_À faire:_
1. Indiquez si chacune des affirmations suivantes concorde avec l'extrait sur Dos Madres, en répondant par oui ou par non et en citant les mots décisifs de l'extrait. (a) Le film sort dans les salles françaises en juillet 2024. (b) Dos Madres est le deuxième long-métrage de Víctor Iriarte. (c) Véra retrouve le dossier de son fils auprès de l'administration.
2. Relevez toutes les indications de date ou d'époque comportant un nombre dans l'extrait sur Dos Madres.
3. Recopiez l'extrait sur Dos Madres en commençant à « Le cinéaste espagnol » et en terminant à « 17 juillet 2024. ».

_Extrait du document:_
_ _ _ _ _
« Dos Madres » puise son inspiration dans un scandale gouvernemental qui a bouleversé de nombreuses familles en Espagne, tant pendant qu’après la période du Franquisme.
Le cinéaste espagnol Víctor Iriarte livre un premier long-métrage brillant, inspiré par un scandale d’État bien réel : une campagne d’enlèvements d’enfants orchestrée entre la fin des années 1930 et les années 1980. Ces enfants, enlevés à la naissance, étaient placés dans des familles loyales au régime dans le but de les éloigner de l’influence politique perçue comme néfaste de leurs mères biologiques. Son film, intitulé Dos Madres, débarque dans les salles françaises le 17 juillet 2024.
Véra (interprétée par Lola Dueñas) n’a jamais cessé de rechercher son fils, arraché à elle dès le jour de sa naissance. Convaincue qu’il est vivant, elle n’a rien laissé au hasard pour le retrouver. Cependant, elle se heurte à une administration délibérément silencieuse et découvre que son dossier a été effacé.
_ _ _ _ _
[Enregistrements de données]
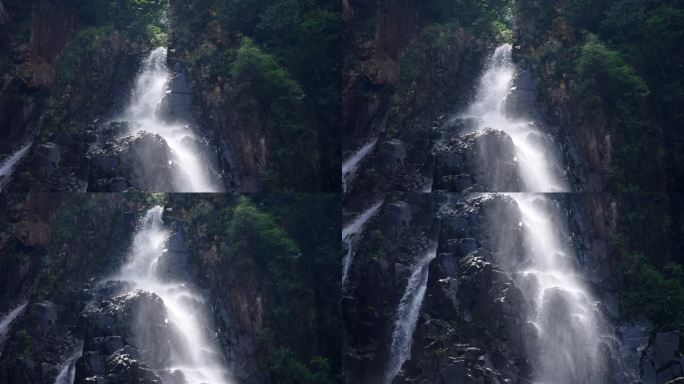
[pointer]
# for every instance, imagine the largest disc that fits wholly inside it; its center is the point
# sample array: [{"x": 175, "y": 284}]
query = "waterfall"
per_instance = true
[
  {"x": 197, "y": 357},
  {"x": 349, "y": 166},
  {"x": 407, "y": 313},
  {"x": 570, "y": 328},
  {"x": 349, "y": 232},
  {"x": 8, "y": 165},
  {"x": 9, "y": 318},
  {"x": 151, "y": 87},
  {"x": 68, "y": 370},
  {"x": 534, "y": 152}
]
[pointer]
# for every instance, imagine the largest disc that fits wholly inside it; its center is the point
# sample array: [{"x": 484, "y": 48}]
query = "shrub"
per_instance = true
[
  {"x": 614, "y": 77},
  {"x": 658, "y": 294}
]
_ _ _ _ _
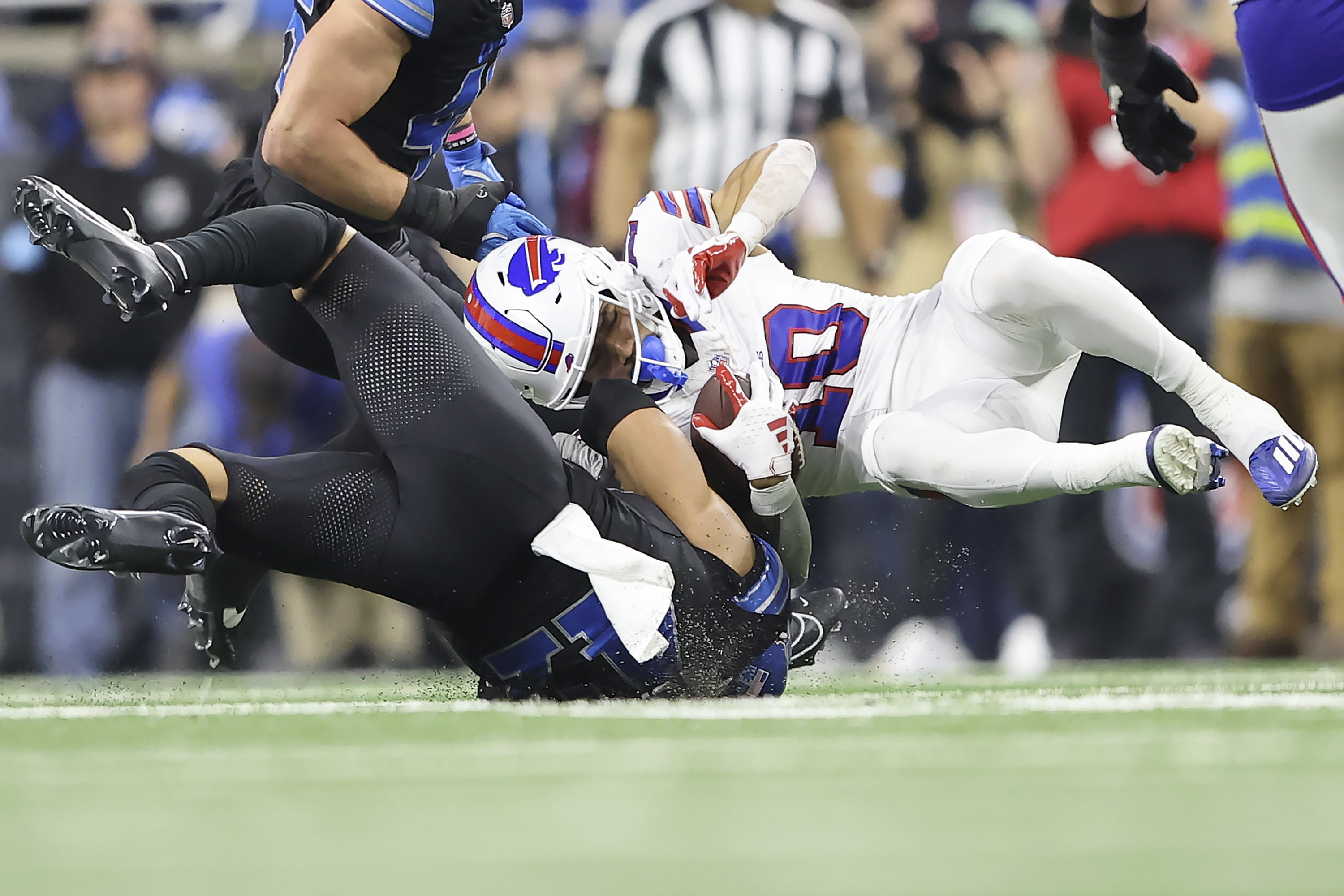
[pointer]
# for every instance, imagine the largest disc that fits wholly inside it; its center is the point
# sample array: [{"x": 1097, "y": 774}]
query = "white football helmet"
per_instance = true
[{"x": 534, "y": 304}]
_ _ _ _ _
_Corrigé par tâche:_
1.
(a) Oui : « débarque dans les salles françaises le 17 juillet 2024 ».
(b) Non : « livre un premier long-métrage brillant ».
(c) Non : « découvre que son dossier a été effacé ».

2.
- la fin des années 1930
- les années 1980
- le 17 juillet 2024

3.
Le cinéaste espagnol Víctor Iriarte livre un premier long-métrage brillant, inspiré par un scandale d’État bien réel : une campagne d’enlèvements d’enfants orchestrée entre la fin des années 1930 et les années 1980. Ces enfants, enlevés à la naissance, étaient placés dans des familles loyales au régime dans le but de les éloigner de l’influence politique perçue comme néfaste de leurs mères biologiques. Son film, intitulé Dos Madres, débarque dans les salles françaises le 17 juillet 2024.